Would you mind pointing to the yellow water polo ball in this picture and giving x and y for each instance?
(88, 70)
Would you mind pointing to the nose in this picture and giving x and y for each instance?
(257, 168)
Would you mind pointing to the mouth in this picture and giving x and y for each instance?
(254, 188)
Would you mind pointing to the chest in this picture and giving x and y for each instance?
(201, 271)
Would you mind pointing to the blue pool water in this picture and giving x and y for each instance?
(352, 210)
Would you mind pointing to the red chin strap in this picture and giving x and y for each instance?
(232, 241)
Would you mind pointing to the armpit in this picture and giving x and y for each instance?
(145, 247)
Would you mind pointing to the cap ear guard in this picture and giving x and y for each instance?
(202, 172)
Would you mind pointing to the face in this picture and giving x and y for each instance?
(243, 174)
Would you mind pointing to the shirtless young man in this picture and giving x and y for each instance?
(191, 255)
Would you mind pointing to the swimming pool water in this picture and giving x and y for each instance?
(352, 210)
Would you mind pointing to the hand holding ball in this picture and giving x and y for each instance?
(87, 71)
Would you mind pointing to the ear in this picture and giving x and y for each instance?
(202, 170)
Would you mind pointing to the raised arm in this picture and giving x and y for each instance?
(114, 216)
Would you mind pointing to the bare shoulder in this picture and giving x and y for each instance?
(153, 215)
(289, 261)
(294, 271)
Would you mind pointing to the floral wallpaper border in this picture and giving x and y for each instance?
▬▬▬▬▬▬▬▬▬▬
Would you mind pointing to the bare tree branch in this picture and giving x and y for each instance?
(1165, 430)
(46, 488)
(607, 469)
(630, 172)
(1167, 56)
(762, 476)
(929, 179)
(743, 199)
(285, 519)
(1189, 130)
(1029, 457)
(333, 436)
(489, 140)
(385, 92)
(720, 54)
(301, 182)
▬▬▬▬▬▬▬▬▬▬
• [Work request]
Extract from the records above the lines from the one containing "Would you mind pointing to the nose" to the one containing "Would you mind pointing to the floral", both lines included, exactly as they appear and with nothing else.

• [Answer space]
Would you mind pointing to the nose in this picture and giving x and y for each instance?
(257, 168)
Would you mind pointing to the mouth in this picture and giving x and y for each instance?
(254, 188)
Would you mind pointing to the chest in this picture and giving x and y for each instance?
(201, 271)
Would you mind pointing to the blue pool water in this picture and giving x and y for each instance?
(352, 210)
Would you mind pointing to the red chin strap in this picture and giving x and y for each instance?
(232, 241)
Would you mind pointing to the armpit in this picture and giving x and y for each instance?
(145, 247)
Would you mind pointing to the cap ear guard in this picture and giving x and y for each instance?
(202, 172)
Would you mind pointing to the face in this picture and giving x and y for each instance?
(243, 174)
Would you mind pointing to the shirtless young man in this picture and giving x and y for each instance?
(191, 255)
Would you mind pointing to the swimming pool water in this picture and giving x and y for each instance?
(352, 210)
Would you mind pointing to the hand holding ball in this picture and giving x and y for each instance?
(87, 71)
Would you mind pointing to the ear in this picture and giving x and y for each instance?
(202, 170)
Would you mind pointing to the raised arm in this picture and giving x and y for each instance?
(114, 216)
Would you mind pointing to the bare shoulder in this picture and giving x and y for each instance?
(153, 215)
(289, 261)
(294, 271)
Would you mind pointing to the floral wallpaper border in this picture and giving x and y for each instance?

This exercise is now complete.